STATED PROBLEM:
Rewrite the part of the rows that opens with the line containing "Where can you see the white wall?" and runs through the end of the rows, putting "Mark each one" wherever "Show me each one" appears and changing nothing else.

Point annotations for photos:
____
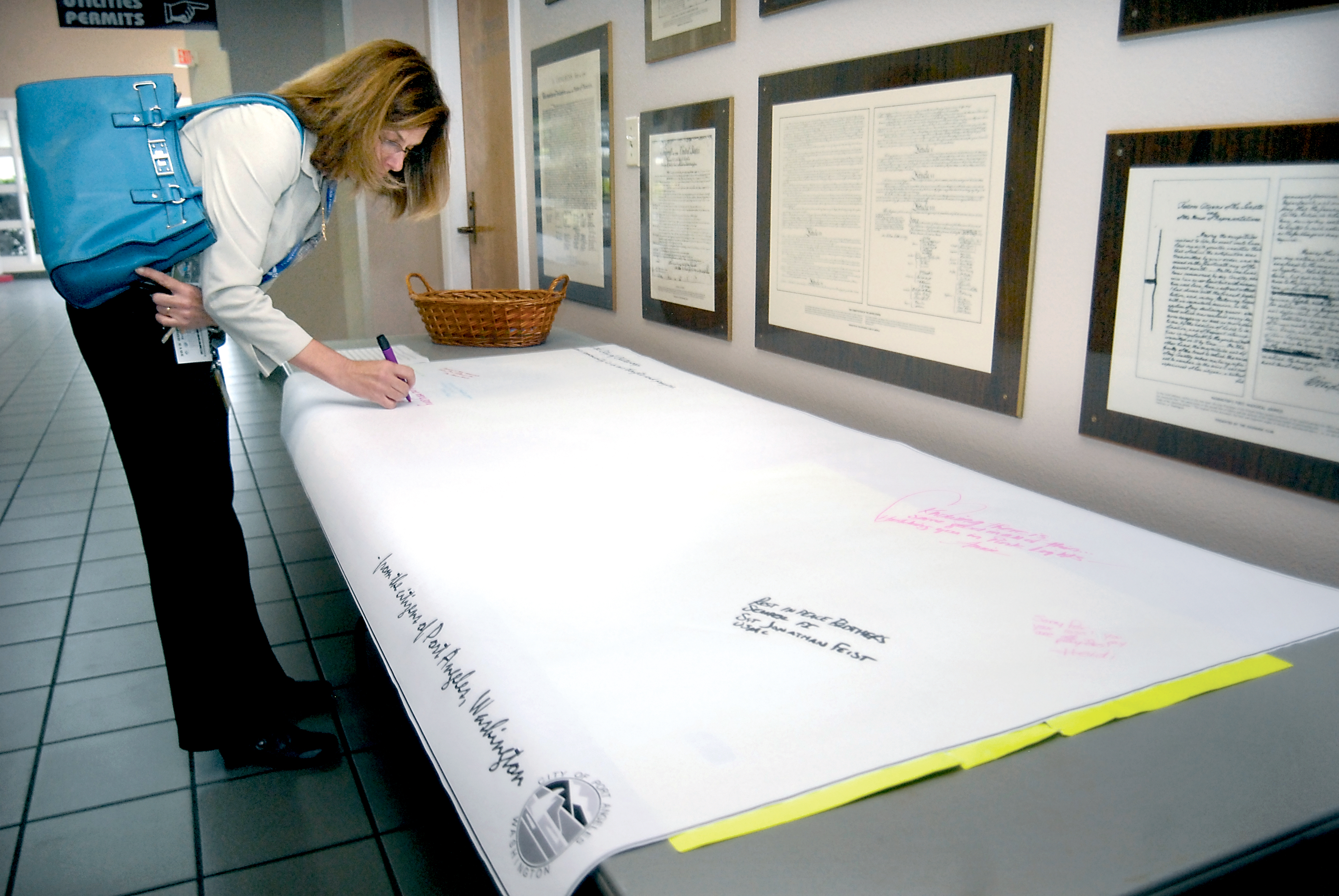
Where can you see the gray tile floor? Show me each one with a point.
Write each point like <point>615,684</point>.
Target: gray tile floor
<point>95,799</point>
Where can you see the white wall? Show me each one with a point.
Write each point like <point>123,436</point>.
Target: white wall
<point>1259,72</point>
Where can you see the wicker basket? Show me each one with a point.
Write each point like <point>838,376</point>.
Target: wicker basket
<point>502,318</point>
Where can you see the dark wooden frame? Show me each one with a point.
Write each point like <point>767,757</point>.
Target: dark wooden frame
<point>596,38</point>
<point>1144,18</point>
<point>1258,145</point>
<point>718,114</point>
<point>1024,54</point>
<point>722,32</point>
<point>773,7</point>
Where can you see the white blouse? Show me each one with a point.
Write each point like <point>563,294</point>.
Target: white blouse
<point>263,197</point>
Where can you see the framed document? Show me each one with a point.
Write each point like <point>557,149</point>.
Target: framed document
<point>678,27</point>
<point>686,216</point>
<point>1215,326</point>
<point>574,217</point>
<point>1143,18</point>
<point>896,213</point>
<point>769,7</point>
____
RESULT OF THIS TASK:
Where can you see the white wall? Mark each one with a point.
Write each point like <point>123,436</point>.
Target: white wall
<point>1259,72</point>
Where can you see the wicker basket? Mark each one with a point.
Write each point like <point>838,376</point>.
Target: wicker basket
<point>502,318</point>
Where can you see the dark wooden frame? Mark each one with a point.
Write each point like <point>767,757</point>.
Target: dark wooden frame
<point>596,38</point>
<point>1144,18</point>
<point>1258,145</point>
<point>718,114</point>
<point>1024,54</point>
<point>722,32</point>
<point>773,7</point>
Where can you see the white blouse? Mark each one with a point.
Write each point like <point>563,294</point>.
Target: white blouse
<point>263,197</point>
Where can you see the framed document? Mark each one with a point.
Write each point like <point>557,149</point>.
Target: framed document
<point>678,27</point>
<point>686,216</point>
<point>1215,326</point>
<point>574,217</point>
<point>1143,18</point>
<point>896,213</point>
<point>769,7</point>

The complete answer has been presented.